▶ What is expected
Copy the items word for word, starting at the line containing "Where can you spot the lamp" and ending at the line containing "column 242, row 541", both lines included, and output nothing else.

▶ Input records
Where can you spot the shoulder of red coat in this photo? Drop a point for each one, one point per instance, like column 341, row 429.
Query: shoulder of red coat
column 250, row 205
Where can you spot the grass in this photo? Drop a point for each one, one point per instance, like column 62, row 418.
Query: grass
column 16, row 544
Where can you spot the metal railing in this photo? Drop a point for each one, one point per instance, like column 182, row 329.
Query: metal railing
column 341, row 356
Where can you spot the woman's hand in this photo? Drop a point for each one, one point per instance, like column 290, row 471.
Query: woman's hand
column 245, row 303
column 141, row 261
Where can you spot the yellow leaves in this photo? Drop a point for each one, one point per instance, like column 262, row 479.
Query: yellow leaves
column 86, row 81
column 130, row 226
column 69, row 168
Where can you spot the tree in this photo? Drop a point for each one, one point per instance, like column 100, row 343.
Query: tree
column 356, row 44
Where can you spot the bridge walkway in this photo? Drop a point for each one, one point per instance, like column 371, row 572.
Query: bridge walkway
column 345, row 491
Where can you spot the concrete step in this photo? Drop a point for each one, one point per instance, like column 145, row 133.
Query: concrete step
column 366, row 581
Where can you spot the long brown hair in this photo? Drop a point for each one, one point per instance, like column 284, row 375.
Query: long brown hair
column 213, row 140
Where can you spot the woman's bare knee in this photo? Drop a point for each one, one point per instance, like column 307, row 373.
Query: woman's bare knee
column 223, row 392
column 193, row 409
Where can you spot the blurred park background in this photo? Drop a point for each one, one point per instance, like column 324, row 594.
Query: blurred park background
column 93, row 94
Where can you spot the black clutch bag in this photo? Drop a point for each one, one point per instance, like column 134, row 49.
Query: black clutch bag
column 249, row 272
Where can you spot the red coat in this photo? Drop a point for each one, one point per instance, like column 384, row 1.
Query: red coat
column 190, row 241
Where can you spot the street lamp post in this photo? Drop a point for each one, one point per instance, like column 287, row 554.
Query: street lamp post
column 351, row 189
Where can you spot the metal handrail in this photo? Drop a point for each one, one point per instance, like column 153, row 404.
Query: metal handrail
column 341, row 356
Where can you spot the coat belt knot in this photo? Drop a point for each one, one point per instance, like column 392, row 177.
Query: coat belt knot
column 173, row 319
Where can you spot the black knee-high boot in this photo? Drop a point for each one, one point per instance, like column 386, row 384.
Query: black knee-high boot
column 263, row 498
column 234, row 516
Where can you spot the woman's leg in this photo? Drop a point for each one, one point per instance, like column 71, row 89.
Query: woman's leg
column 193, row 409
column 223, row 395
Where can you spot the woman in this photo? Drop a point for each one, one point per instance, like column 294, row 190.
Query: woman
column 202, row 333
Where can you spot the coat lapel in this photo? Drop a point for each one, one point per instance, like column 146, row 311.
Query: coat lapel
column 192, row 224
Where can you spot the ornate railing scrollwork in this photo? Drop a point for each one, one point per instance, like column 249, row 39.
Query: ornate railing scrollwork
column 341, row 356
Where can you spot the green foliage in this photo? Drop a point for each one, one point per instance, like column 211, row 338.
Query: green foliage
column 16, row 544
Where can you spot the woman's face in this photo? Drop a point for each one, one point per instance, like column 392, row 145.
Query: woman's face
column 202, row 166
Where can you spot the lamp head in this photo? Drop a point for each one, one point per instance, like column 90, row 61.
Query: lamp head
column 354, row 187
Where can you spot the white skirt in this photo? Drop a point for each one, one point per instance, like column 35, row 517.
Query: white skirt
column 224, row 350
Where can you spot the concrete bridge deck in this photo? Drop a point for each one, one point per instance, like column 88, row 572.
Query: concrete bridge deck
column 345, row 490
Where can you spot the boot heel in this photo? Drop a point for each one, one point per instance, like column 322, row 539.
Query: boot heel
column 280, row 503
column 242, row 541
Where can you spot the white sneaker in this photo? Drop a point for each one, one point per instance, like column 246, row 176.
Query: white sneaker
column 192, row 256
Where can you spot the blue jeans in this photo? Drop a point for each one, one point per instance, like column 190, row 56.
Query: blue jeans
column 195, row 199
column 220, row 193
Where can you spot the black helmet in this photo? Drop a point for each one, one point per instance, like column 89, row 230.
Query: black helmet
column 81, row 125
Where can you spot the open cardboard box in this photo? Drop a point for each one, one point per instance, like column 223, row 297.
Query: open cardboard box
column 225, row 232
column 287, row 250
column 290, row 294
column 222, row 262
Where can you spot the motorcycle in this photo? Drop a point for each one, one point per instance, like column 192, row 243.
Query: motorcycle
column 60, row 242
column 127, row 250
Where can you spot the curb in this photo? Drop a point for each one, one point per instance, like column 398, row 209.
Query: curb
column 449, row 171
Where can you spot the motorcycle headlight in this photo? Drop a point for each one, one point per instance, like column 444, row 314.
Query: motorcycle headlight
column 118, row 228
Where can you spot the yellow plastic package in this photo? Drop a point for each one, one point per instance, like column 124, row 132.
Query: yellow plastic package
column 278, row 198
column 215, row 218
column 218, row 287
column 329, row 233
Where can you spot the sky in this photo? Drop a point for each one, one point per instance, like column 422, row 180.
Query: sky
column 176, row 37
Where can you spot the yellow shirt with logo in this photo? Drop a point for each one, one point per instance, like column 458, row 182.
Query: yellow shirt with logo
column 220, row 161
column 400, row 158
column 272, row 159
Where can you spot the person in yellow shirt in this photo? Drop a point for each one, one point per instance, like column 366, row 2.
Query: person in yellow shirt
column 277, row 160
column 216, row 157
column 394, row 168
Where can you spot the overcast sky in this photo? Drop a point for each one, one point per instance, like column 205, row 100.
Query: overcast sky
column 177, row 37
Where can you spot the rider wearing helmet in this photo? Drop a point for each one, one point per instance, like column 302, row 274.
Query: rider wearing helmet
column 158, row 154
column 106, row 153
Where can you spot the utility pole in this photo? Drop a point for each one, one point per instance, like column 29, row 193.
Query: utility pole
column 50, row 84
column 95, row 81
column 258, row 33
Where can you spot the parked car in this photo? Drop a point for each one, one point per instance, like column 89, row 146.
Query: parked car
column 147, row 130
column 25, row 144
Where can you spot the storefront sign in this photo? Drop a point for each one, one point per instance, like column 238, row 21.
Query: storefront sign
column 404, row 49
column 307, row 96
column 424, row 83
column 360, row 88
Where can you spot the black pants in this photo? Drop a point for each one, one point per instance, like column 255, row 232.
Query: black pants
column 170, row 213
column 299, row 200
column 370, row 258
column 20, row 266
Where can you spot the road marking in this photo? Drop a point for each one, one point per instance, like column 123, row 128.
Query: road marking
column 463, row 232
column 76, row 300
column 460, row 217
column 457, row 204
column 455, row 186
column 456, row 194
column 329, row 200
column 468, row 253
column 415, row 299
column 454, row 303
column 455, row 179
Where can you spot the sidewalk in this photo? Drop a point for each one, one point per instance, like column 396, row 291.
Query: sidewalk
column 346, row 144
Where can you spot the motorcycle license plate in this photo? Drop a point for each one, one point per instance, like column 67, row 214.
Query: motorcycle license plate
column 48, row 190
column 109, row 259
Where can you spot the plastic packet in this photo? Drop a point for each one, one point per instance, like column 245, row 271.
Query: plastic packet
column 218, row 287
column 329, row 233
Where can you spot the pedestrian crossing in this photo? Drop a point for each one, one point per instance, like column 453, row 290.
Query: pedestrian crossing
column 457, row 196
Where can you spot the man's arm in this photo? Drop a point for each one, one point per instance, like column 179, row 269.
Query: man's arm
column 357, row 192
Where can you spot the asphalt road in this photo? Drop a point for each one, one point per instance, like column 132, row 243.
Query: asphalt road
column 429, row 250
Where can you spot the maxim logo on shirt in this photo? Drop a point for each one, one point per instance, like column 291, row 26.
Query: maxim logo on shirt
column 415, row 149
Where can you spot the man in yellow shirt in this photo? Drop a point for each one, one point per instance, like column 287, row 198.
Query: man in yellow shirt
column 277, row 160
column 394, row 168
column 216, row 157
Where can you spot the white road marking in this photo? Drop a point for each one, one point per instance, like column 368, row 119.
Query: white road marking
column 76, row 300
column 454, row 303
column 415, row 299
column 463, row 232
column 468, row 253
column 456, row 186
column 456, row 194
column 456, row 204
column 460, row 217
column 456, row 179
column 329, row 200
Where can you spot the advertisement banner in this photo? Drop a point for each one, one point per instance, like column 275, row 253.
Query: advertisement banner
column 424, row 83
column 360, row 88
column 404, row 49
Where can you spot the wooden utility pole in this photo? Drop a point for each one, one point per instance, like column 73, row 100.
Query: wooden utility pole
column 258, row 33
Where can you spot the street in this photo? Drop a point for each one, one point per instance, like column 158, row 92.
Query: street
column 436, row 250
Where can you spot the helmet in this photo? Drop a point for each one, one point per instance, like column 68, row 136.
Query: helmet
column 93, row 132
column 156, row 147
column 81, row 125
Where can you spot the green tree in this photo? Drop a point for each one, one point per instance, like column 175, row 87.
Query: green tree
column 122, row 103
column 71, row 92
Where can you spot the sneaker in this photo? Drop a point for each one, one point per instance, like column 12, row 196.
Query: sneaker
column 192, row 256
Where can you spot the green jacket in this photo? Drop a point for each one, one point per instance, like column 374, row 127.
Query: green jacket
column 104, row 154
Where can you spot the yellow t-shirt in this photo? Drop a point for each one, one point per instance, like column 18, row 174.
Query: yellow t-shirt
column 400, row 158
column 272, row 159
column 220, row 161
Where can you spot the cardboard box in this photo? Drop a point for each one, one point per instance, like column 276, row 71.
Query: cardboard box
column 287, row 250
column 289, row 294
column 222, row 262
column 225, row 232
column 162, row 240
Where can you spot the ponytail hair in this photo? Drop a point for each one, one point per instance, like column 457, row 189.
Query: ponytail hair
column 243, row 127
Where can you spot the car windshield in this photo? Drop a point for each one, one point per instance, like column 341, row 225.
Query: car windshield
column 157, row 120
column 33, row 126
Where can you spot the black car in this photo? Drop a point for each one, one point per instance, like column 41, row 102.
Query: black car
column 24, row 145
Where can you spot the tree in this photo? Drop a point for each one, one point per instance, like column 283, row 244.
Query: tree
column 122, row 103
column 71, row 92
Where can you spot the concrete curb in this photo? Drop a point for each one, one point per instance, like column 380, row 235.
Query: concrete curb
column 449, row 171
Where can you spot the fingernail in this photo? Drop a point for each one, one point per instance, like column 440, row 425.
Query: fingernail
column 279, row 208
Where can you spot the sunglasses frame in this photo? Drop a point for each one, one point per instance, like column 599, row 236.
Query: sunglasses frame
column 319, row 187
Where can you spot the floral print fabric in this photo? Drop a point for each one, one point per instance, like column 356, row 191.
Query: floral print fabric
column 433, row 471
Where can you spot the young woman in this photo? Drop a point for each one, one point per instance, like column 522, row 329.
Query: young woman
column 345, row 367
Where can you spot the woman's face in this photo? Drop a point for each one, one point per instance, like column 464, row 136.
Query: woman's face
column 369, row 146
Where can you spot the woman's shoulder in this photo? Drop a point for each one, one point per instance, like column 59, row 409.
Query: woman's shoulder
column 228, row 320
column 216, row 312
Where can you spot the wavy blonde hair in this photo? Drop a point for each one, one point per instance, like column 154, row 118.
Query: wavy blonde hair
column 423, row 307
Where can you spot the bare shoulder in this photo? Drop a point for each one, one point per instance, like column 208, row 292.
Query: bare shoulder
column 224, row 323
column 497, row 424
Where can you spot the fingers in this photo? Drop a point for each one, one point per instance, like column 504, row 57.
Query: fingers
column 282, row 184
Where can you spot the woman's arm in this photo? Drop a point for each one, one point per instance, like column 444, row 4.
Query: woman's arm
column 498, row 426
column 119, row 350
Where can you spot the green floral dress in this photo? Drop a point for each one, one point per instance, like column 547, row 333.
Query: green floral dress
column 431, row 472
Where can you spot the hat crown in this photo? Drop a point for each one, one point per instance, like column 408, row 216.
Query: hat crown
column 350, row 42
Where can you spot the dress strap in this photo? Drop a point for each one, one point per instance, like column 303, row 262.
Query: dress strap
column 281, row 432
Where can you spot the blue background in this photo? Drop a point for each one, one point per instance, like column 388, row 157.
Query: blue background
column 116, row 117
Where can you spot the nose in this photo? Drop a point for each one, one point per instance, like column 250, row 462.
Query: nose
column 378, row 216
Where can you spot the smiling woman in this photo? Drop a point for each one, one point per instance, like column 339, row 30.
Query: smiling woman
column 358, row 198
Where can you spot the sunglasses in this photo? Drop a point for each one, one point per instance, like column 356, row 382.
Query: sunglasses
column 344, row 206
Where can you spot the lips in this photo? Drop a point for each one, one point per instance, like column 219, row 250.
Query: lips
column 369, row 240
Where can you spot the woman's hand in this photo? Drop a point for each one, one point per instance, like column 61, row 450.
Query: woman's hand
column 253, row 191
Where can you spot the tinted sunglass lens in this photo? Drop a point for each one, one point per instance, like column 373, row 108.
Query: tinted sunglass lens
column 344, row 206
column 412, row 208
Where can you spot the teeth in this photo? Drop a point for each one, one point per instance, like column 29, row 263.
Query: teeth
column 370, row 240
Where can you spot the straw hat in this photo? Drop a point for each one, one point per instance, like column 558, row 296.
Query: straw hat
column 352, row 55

▶ Solution below
Where can you spot the lamp head in this photo? Drop a point for each one, one point per instance, like column 90, row 61.
Query: lamp head
column 354, row 187
Where can you spot the white skirt in this photo? Drop a point for each one, one point per instance, like column 35, row 517.
Query: white skirt
column 224, row 350
Where can you spot the concrete bridge deck in this photo? Drop a point for each one, one point per instance, like column 88, row 572.
Query: concrete bridge deck
column 345, row 490
Where can you spot the boot heel in this photo? Drop a point for each one, one point per instance, like column 322, row 539.
Query: boot heel
column 280, row 503
column 242, row 541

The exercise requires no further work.